▶ _WHAT IS BEING ASKED_: Copy out the complete listing, word for word.

▶ _INPUT_:
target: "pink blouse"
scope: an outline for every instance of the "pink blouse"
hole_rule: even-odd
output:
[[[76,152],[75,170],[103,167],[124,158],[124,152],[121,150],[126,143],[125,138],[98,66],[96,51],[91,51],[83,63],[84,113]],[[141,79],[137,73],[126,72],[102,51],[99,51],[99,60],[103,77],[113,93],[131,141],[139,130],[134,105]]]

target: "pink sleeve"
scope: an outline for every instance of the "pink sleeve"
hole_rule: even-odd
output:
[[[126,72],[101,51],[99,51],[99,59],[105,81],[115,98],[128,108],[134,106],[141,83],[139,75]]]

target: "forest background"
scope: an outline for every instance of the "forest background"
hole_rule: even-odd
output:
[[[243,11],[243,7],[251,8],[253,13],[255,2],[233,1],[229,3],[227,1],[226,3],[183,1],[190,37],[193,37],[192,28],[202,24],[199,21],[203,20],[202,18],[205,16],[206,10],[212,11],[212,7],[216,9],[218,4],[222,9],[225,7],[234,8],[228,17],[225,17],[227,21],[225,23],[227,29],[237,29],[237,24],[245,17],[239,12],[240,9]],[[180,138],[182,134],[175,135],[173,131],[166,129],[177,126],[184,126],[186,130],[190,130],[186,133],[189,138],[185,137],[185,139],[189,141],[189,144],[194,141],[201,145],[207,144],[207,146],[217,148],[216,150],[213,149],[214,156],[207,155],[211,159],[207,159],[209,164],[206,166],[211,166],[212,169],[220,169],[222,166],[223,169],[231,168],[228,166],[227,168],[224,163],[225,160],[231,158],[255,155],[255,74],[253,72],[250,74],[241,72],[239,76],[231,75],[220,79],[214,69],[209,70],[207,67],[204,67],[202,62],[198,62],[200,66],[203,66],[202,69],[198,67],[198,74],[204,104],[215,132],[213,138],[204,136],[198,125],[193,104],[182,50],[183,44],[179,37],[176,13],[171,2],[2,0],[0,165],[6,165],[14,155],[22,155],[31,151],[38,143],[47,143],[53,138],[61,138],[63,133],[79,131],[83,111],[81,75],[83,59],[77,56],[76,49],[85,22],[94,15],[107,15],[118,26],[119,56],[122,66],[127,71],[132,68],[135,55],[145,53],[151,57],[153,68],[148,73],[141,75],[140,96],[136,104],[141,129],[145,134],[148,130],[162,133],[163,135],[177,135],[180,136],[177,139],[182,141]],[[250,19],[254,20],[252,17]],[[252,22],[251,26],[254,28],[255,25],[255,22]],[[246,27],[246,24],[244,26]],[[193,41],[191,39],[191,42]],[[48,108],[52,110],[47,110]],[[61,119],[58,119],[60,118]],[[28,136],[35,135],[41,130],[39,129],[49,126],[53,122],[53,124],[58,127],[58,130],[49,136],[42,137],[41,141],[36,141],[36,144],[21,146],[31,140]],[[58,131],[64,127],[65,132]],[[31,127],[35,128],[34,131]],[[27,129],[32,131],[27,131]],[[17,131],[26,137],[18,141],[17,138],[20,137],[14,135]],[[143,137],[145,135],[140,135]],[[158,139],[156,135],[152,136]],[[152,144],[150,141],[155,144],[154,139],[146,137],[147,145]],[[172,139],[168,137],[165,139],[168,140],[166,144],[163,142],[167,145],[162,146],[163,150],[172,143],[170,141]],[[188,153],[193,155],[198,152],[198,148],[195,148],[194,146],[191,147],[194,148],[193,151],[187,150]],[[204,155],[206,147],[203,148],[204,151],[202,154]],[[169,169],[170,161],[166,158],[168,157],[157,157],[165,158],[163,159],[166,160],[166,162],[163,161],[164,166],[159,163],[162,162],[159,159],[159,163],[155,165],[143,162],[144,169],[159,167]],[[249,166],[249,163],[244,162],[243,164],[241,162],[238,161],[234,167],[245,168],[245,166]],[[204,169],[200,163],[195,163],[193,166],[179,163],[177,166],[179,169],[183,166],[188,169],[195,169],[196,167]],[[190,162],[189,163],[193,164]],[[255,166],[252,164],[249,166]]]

▶ _ANSWER TO THE EXERCISE_:
target: "pink blouse"
scope: an outline for every instance of the "pink blouse"
hole_rule: even-odd
output:
[[[76,152],[75,170],[103,167],[124,158],[124,152],[121,150],[126,143],[125,138],[98,66],[96,51],[91,51],[83,63],[84,113]],[[141,79],[137,73],[126,72],[102,51],[99,51],[99,60],[103,77],[113,93],[131,141],[139,130],[134,105]]]

target: "pink sleeve"
scope: an outline for every instance of the "pink sleeve"
hole_rule: even-odd
output:
[[[126,72],[101,51],[99,51],[99,59],[105,81],[115,98],[128,108],[134,106],[141,83],[139,75]]]

target: "forest background"
scope: an outline for every instance of the "forest background"
hole_rule: even-odd
output:
[[[243,11],[243,7],[251,8],[253,13],[255,2],[233,1],[229,3],[227,1],[226,3],[183,1],[190,37],[193,37],[192,28],[202,24],[199,21],[203,20],[202,18],[205,16],[206,10],[212,11],[212,7],[216,9],[218,4],[222,9],[225,7],[234,8],[228,17],[225,17],[227,21],[225,23],[227,29],[237,29],[237,24],[245,17],[239,12],[240,9]],[[180,138],[182,134],[175,135],[173,131],[166,129],[177,126],[184,126],[186,130],[190,130],[186,133],[189,138],[185,137],[185,139],[189,141],[189,144],[194,141],[201,145],[207,144],[207,146],[217,148],[216,150],[213,149],[214,156],[207,155],[211,159],[207,159],[209,164],[206,166],[211,166],[212,169],[220,169],[222,166],[223,169],[231,168],[228,166],[227,168],[224,163],[225,160],[231,158],[255,155],[255,74],[253,72],[250,74],[241,72],[239,76],[231,75],[220,79],[214,69],[209,70],[207,67],[204,67],[202,62],[198,62],[200,66],[203,66],[202,69],[198,67],[198,74],[204,104],[215,132],[213,138],[204,136],[198,125],[193,104],[182,50],[183,44],[179,37],[176,13],[171,2],[2,0],[0,165],[6,165],[14,155],[22,155],[31,151],[38,143],[47,143],[53,138],[61,138],[63,133],[79,131],[83,111],[81,75],[83,59],[77,56],[76,49],[85,22],[94,15],[107,15],[118,26],[119,56],[122,66],[127,71],[132,68],[135,55],[145,53],[151,57],[153,68],[148,73],[141,75],[140,96],[136,104],[141,129],[145,134],[148,130],[162,133],[163,135],[177,135],[180,136],[177,139],[182,141]],[[250,19],[254,20],[252,17]],[[252,22],[251,26],[254,28],[255,25],[255,22]],[[246,27],[246,24],[244,26]],[[193,41],[191,39],[191,42]],[[48,108],[52,110],[47,110]],[[61,119],[58,119],[60,118]],[[28,136],[35,135],[41,130],[39,129],[49,126],[53,122],[53,124],[58,127],[58,130],[49,136],[42,137],[41,141],[36,141],[36,144],[21,146],[31,140]],[[58,131],[64,127],[65,132]],[[31,127],[35,128],[34,131]],[[27,129],[32,131],[27,131]],[[17,131],[26,137],[18,141],[17,138],[20,137],[14,135]],[[143,137],[145,135],[140,135]],[[158,139],[156,135],[152,136]],[[152,144],[150,141],[155,144],[154,139],[146,137],[147,145]],[[172,139],[168,137],[165,139],[168,140],[166,144],[163,142],[167,145],[162,146],[163,150],[172,143],[170,141]],[[188,153],[193,155],[198,152],[198,148],[195,148],[194,146],[191,147],[194,148],[193,151],[187,150]],[[204,155],[206,147],[203,148],[204,151],[202,154]],[[169,169],[170,161],[166,158],[168,157],[157,157],[165,158],[163,159],[166,160],[166,162],[163,161],[164,166],[159,163],[162,162],[159,159],[159,163],[155,165],[143,162],[144,169],[159,167]],[[249,166],[249,163],[244,162],[243,164],[241,162],[238,161],[234,167],[245,168],[245,166]],[[204,169],[200,163],[195,163],[193,166],[179,163],[177,166],[179,169],[183,166],[188,169],[195,169],[196,167]],[[190,162],[189,163],[193,164]],[[255,166],[252,164],[249,166]]]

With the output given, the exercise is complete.